### Source document
Data and sample collection

All eligible subjects signed an informed consent and completed a questionnaire that collected data on reproductive history, medical history, family background of cancer, use of tobacco, oral contraceptive (OC), hormone replacement therapy (HRT), and/or other medications.

Breast core needle biopsies (CNBs) with 14 Gauge BARD® MONOPTY® disposable core biopsy instrument (Bard Biopsy Systems, Tempe, AZ) were performed by an experienced physician at the Mammography Department at Sunderby Hospital, Luleå, Sweden. Three to five CNBs were taken free hand from the upper outer quadrant of either right or left breast; one core was fixed in 70% ethanol for histopathological analysis and the remaining cores were placed in RNAlater® (Ambion, Austin, TX) solution for subsequent RNA extraction for genomic analysis. In addition to breast tissue samples, each participant provided blood and saliva samples that were stored at Umeå University at −20°C for subsequent laboratory analyses [19].

RNA isolation

Total RNA from CNB specimen was isolated using the Qiagen Allprep RNA/DNA Mini Kit according to manufacturer's instructions (Qiagen, Alameda, CA, USA). The quantity of total RNA obtained from every specimen ranged from 150ng to 4μg, as determined using NanoDrop v3.3.0 (NanoDrop Technologies, Wilmington, DE); RNA quality was assessed using an Agilent 2100 Bioanalyzer (Agilent Technologies, CA, USA).

Microarray analysis

The GeneChip Expression 3’-Amplification Two-Cycle cDNA Synthesis Kit (Affymetrix, Santa Clara, CA) was used to prepare the cRNA for hybridization following the manufacturer’s protocol. The samples were hybridized to Affymetrix HG_U133 Plus 2.0 oligonucleotide arrays. 113 chips (71 parous, 42 nulliparous) satisfied quality control thresholds based on standard Affymetrix quality control measures and graphical criteria based on probe-level model (PLM) analysis as implemented in the Bioconductor affyPLM package. Affymetrix CEL files were pre-processed using RMA [20]. To account for between-batch variability in the arrays, the data were adjusted using ComBat [21]. After filtering, 18,694 probesets remained for further analysis.

To identify differentially expressed probesets, we used the limma package [22, 23] implemented in the R/Bioconductor platform [24]. False Discovery Rates (FDR) were calculated using the Benjamini-Hochberg method [25]. In selecting probesets for downstream analysis, we used both a p-value of 0.001 from the empirical Bayes moderated t-statistics, and a minimum log2 fold-change of 0.3 threshold as criteria of significance, unless otherwise noted. A clustered heatmap of samples and selected genes was generated using the RMA expression values, uncentered Pearson correlation as a similarity measure and average linkage (Figure 1). The microarray data of this study have been submitted to the Gene Expression Omnibus database (GSE26457).

### Instructions
#1 According to the breast tissue methods text, why were the microarray data adjusted using ComBat?
#2 Rewrite the part of the breast tissue methods text that begins at the words "RNA isolation" and stops after "Technologies, CA, USA).", replacing "specimen" with "sample".
#3 Write what comes next in the breast tissue methods text, picking up after its last sentence.

### Extracted material
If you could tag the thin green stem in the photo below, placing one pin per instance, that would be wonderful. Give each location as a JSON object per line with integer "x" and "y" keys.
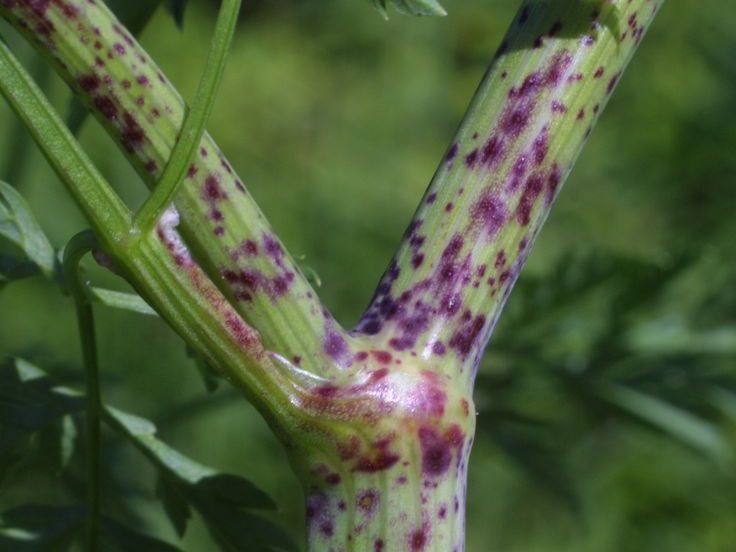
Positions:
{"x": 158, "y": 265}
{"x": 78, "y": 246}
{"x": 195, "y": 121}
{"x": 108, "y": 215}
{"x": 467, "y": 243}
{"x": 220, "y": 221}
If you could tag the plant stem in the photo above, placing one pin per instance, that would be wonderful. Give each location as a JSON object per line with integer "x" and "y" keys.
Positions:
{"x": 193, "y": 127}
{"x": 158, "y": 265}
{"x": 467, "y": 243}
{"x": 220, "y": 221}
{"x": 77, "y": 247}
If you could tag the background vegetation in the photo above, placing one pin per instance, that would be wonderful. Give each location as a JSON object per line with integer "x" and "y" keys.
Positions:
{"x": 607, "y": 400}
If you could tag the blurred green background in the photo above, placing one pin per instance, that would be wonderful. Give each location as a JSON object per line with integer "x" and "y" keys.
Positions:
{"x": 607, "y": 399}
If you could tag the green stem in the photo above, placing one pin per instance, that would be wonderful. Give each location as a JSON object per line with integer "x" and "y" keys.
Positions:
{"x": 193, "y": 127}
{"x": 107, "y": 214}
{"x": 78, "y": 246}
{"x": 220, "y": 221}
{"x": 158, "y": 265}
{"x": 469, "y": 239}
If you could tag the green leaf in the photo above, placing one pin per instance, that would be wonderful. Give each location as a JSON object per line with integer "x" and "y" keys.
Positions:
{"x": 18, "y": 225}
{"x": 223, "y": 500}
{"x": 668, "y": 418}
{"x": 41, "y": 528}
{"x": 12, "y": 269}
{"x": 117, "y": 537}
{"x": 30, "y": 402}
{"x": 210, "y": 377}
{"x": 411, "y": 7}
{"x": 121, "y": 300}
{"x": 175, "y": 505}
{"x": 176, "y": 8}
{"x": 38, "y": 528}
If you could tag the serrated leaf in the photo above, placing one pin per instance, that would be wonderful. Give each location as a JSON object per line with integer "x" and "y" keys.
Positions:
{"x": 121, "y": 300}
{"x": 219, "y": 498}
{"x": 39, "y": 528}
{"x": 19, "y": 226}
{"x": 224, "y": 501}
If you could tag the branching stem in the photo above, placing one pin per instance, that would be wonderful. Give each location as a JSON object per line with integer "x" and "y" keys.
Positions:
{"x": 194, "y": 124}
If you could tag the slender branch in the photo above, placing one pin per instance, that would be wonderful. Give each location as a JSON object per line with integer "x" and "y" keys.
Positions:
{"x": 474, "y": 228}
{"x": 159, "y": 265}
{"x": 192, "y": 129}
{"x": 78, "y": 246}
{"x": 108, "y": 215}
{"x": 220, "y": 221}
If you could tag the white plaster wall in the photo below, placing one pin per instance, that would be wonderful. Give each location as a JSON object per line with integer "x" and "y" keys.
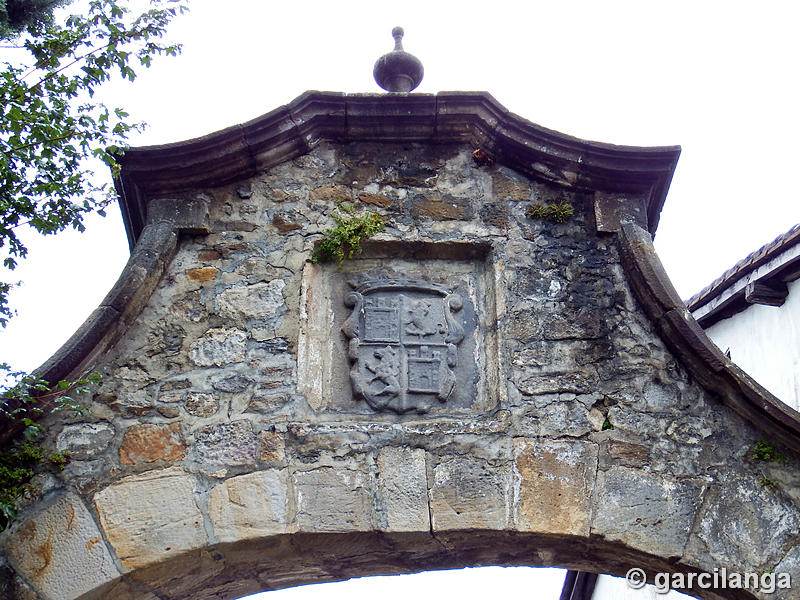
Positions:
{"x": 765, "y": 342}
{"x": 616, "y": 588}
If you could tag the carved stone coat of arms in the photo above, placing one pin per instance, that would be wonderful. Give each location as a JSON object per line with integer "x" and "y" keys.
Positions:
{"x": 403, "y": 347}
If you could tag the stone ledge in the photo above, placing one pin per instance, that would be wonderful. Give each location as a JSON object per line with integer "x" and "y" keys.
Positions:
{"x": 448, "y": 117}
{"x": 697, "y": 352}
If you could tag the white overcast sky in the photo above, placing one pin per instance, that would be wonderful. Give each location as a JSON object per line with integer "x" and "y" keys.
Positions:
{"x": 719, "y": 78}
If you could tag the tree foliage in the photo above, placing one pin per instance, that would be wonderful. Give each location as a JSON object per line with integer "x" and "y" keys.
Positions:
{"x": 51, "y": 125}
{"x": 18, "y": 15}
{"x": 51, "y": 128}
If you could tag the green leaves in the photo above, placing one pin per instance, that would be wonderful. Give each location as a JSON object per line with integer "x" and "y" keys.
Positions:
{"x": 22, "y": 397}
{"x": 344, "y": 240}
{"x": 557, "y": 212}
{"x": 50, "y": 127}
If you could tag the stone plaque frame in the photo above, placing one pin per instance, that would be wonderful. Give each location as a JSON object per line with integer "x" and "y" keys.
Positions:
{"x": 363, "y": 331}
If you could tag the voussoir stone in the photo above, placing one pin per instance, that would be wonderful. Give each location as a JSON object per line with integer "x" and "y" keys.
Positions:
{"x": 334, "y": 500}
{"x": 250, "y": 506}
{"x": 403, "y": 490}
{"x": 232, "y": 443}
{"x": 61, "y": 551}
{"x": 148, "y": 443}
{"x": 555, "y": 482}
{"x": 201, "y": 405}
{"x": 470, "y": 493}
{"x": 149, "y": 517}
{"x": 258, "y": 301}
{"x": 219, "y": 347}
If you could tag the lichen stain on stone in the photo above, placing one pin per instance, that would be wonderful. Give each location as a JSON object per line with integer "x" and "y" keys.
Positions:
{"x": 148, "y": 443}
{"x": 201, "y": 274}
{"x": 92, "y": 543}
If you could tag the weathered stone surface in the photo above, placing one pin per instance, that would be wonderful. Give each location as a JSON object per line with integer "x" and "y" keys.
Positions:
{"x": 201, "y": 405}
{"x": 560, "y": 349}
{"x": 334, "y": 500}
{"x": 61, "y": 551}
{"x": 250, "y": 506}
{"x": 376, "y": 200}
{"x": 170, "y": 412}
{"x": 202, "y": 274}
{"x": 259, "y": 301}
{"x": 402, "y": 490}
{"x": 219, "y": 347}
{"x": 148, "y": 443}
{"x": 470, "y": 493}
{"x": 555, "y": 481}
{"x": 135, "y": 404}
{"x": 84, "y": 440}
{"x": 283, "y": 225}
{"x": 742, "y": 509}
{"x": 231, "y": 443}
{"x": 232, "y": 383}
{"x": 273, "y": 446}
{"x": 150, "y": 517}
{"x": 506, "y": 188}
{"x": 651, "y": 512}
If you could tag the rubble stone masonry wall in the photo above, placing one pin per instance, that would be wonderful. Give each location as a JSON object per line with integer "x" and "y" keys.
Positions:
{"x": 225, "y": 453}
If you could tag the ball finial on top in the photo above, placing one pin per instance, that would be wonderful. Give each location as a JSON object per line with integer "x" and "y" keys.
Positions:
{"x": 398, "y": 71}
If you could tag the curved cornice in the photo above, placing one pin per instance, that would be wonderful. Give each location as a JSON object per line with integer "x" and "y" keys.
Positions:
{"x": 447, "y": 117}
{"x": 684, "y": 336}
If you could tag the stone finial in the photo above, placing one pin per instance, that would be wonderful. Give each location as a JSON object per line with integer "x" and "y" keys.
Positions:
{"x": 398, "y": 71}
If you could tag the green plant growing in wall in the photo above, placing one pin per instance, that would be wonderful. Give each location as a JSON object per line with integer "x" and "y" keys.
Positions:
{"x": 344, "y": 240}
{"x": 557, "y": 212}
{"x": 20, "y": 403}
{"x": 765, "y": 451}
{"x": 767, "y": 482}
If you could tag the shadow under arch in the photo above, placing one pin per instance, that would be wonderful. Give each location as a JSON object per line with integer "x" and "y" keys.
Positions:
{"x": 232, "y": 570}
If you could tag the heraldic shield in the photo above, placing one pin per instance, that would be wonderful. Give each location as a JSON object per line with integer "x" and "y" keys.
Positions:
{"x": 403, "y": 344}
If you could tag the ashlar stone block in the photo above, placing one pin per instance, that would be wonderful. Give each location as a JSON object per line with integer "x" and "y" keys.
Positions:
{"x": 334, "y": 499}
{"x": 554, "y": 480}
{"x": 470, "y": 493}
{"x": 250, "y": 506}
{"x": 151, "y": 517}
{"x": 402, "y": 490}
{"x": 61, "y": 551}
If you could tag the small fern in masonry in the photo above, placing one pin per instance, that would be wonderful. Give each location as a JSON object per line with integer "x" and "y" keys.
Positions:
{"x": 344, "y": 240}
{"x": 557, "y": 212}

### Task results
#1 The data were adjusted using ComBat to account for between-batch variability in the arrays.

#2
RNA isolation

Total RNA from CNB sample was isolated using the Qiagen Allprep RNA/DNA Mini Kit according to manufacturer's instructions (Qiagen, Alameda, CA, USA). The quantity of total RNA obtained from every sample ranged from 150ng to 4μg, as determined using NanoDrop v3.3.0 (NanoDrop Technologies, Wilmington, DE); RNA quality was assessed using an Agilent 2100 Bioanalyzer (Agilent Technologies, CA, USA).

#3
Figure 1
figure 1

Hierarchical clustering of differentially expressed probesets in parous and nulliparous women. Red represents expression values above the median across all samples, and green represents values below the median. In the two top-level clusters of samples, the right cluster is composed mainly of parous samples and the left cluster is composed mainly of nulliparous samples. ‘U’ represents the intensity of up-regulated probesets among parous samples whereas ‘D’ represents the intensity of down-regulated probesets. N represents Nulliparous and Y represents Parous. A chi-square test of independence on parity status and sub-tree membership resulted in a p-value of 0.001.

Mining for functional categories and pathways

We applied data mining methods to identify enriched biological processes and pathways. Gene ontology (GO) functional categories enriched in differentially expressed genes were identified using conditional hypergeometric tests in the Bioconductor GOstats package. We carried out this analysis independently for up and down regulated genes while selecting the genes represented on U133plus2 chip as gene universe. An enrichment p-value cut off of 0.01 was used to select GO terms.

To identify pathways and associations to other previously described datasets, Gene Set Enrichment Analysis (GSEA) [26] was performed. Since we were interested in finding pathways and co-regulated genes, we expanded the list of differentially expressed genes by relaxing the p-value to 0.01 and did not apply any fold change filter. Pathways obtained from MSigDB (database of gene sets provided by GSEA) were tested for enrichment. Default parameters were chosen, except that in the case of genes with multiple probesets, only the probeset with maximum expression intensity was considered for analysis.

Validation through real time RT-PCR

Total RNA was reverse-transcribed (RT) using MMLV reverse transcriptase (Ambion, Austin, TX) and anchored oligo-dT. Real-time Taqman PCR Assays-on-Demand were run using Universal PCR master mix (Applied Biosystems, Foster City, CA) on a 7900 HT instrument. For each gene, the log2 fold change between parous and nulliparous samples was estimated as the difference in median Ct values. To assess the statistical significance of the differences, two-sample Wilcoxon tests were performed, and comparisons with p-value <0.05 were considered statistically significant. For comparison with the microarray study, log2 fold changes were estimated as the differences in median batch-adjusted RMA normalized gene expression intensities in the same subset of 28 samples.

Histopathological and immunohistochemical analyses

From each breast biopsy collected, one core was fixed in 70% ethanol and processed for histopathological and immunohistochemical (IHC) analyses following standard procedures. IHC analysis for cyclin L2 (CCNL2) was performed in 21 NP and 29 P CNBs tissues utilizing a polyclonal anti-human cyclin L2 (CCNL2) antibody (Novus Biologicals, Cambridge, UK) at a concentration of 5μg/ml. Reactions were performed using the MultiLink Detection Kit for HRP/DAB and the i6000 automatic stainer (both from Biogenex, San Ramon, CA). CCNL2 positive cells were scored according to the intensity of brown nuclear stain as negative (0), weakly positive (+) or strongly positive (++). Results were expressed as the percentage of positive cells over total number of epithelial cells present in ducts and lobules type 1 in each section.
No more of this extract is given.